- **Requirement**
Rewrite the lines beginning with the one containing "like [384, 469]." and running through the one containing "Query: green grass", putting "tall grass" in place of "green grass" and leaving everything else unchanged. Return only those lines.

- **Entries shown**

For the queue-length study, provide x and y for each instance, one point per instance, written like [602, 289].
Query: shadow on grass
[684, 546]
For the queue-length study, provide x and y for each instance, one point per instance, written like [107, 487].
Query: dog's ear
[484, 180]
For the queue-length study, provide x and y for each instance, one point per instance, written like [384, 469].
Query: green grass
* * *
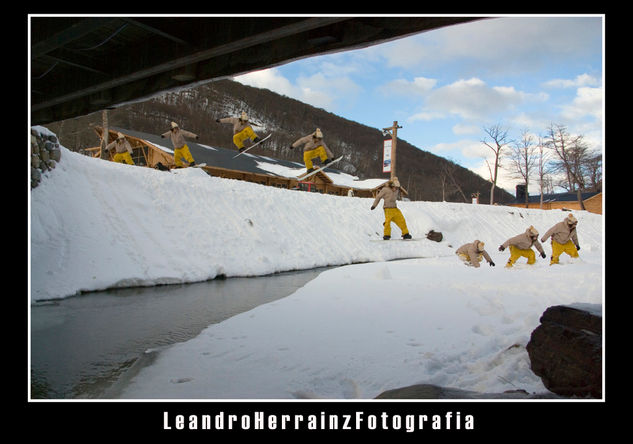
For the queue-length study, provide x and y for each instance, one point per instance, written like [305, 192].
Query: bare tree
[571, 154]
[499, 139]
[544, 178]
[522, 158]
==
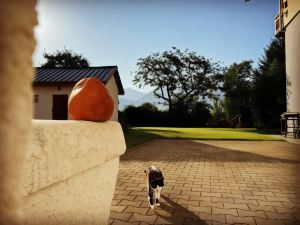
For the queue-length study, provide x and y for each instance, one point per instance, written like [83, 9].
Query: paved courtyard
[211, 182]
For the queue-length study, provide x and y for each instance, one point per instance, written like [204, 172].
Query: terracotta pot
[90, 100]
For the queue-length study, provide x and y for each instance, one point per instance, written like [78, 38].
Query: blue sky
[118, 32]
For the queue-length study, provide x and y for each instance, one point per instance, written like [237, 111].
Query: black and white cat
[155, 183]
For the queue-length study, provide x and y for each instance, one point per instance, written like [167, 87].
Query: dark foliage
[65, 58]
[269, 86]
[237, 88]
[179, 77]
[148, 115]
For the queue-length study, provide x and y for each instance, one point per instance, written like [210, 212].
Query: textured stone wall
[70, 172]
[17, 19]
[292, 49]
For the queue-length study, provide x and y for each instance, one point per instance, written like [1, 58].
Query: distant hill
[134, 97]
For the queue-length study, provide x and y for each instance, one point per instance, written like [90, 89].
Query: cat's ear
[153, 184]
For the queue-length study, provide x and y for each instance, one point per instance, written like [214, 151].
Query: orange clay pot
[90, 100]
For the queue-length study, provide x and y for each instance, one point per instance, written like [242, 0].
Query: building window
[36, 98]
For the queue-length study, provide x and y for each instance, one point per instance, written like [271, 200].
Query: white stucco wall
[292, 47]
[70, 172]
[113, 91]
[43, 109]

- **Result for this task**
For the queue-length study, provide x and y for each instance, one point per instance, written like [384, 469].
Query: tall grass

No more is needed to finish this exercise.